> [REQUIREMENT A]: Decide whether each statement agrees with the SPARC award article, answering yes or no and quoting the words from the article that settle it: (i) Jake Y. Chen presented the poster. (ii) The poster was chosen from about 60 presentations. (iii) The knowledge graph organizes datasets among other things.
> [REQUIREMENT B]: Pick up the SPARC award article after its last sentence and write the continuation.

> [TEXT SECTION]:
•••

A team from the UAB Systems Pharmacology AI Research Center (SPARC) received a Certificate of Innovation in Biomedical AI at the national Bridge2AI Spring 2026 All-Hands Meeting. Their poster was recognized as the most groundbreaking and original presentation applying artificial intelligence to a biomedical or healthcare challenge.
The recognition was awarded for the poster “Bridge2AI Talent Knowledge Graph: AI-Powered Collaboration Discovery and Team Assembly,” presented by Zhandos Sembay, informatics analyst in SPARC. The project was led by Sembay under the mentorship of Jake Y. Chen, Ph.D., professor in the Department of Biomedical Informatics and Data Science and director of SPARC.
The poster was selected from approximately 60 presentations from teams across the Bridge2AI community, including researchers from Harvard University, Washington University in St. Louis, the University of California San Diego, Stanford University, the University of South Florida, UAB, and other biomedical research organizations. The recognition highlights the growing visibility of UAB’s work in biomedical AI, knowledge representation, translational informatics, and AI-enabled team science.
The project addresses a common challenge in biomedical research: relevant expertise often exists across institutions, disciplines, datasets, publications, and professional networks, making collaboration difficult to identify through traditional searches. The Bridge2AI Talent Knowledge Graph uses AI and knowledge graph technologies to organize researchers, publications, datasets, expertise areas, and collaboration opportunities into a searchable research network.

•••

> [MATERIAL SUPPLIED]:
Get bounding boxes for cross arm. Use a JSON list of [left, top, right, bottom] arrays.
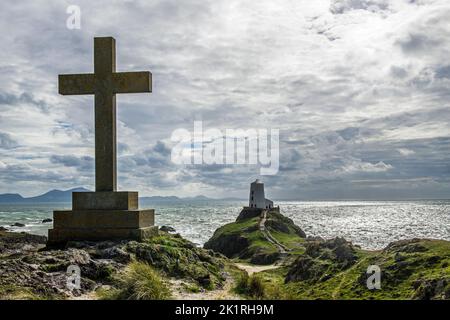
[[113, 71, 152, 93], [58, 73, 95, 95]]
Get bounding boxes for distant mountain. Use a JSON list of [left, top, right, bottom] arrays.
[[0, 188, 89, 203], [139, 196, 182, 202], [0, 188, 243, 203]]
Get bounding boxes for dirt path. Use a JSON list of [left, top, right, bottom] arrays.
[[259, 210, 289, 258], [170, 276, 242, 300], [234, 263, 280, 276]]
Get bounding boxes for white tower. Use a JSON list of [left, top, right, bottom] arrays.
[[249, 179, 266, 209]]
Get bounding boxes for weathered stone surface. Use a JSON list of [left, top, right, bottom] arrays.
[[58, 37, 152, 191], [48, 226, 158, 245], [72, 191, 139, 210], [0, 231, 226, 300], [159, 226, 176, 232], [49, 37, 158, 243], [53, 209, 155, 229]]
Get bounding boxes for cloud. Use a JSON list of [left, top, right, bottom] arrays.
[[0, 132, 18, 149], [330, 0, 389, 14], [50, 155, 94, 170], [0, 0, 450, 199]]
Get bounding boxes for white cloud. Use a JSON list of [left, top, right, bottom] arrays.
[[0, 0, 450, 197]]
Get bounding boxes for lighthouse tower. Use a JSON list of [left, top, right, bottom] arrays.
[[249, 179, 273, 209]]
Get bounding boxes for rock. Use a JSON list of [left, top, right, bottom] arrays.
[[204, 208, 306, 265], [413, 278, 450, 300], [306, 236, 325, 242], [285, 237, 357, 283], [11, 222, 25, 228], [159, 226, 176, 232], [383, 239, 428, 253]]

•••

> [RESPONSE BOX A]:
(i) No: "presented by Zhandos Sembay, informatics analyst in SPARC"
(ii) Yes: "The poster was selected from approximately 60 presentations"
(iii) Yes: "organize researchers, publications, datasets, expertise areas, and collaboration opportunities into a searchable research network"

> [RESPONSE BOX B]:
The platform is designed to help researchers identify complementary expertise, build stronger teams, support mentorship, and accelerate collaborative biomedical AI research.
The platform also has applications beyond Bridge2AI. Translational and clinical researchers often need teams that combine disease expertise, cohort access, clinical operations, biostatistics, biomedical informatics, AI and machine learning, ethics, implementation science, and community engagement. A knowledge graph-based collaboration platform could help investigators identify partners across departments, centers, and institutions, supporting competitive grant applications, multi-site studies, and translational research efforts.
“This recognition reflects the work of the SPARC team and the collaborative spirit of the Bridge2AI community,” Sembay said. “Dr. Chen’s vision is that AI should not only help researchers find information. It should help researchers find each other, understand where their expertise fits, and build teams capable of solving problems that no single lab can solve alone.”
The Bridge2AI All-Hands Meeting brought together researchers, trainees, NIH leaders, and consortium working groups from across the country. The meeting included consortium briefings, early-career researcher lightning pitches, poster sessions, working group discussions, and a closing ceremony recognizing innovative contributions to biomedical AI.
Bridge2AI, funded by the NIH Common Fund, is a national initiative focused on accelerating the ethical and effective use of artificial intelligence in biomedical and behavioral research. The consortium supports development of AI-ready datasets, standards, best practices, and collaborative frameworks for responsible AI innovation in health research.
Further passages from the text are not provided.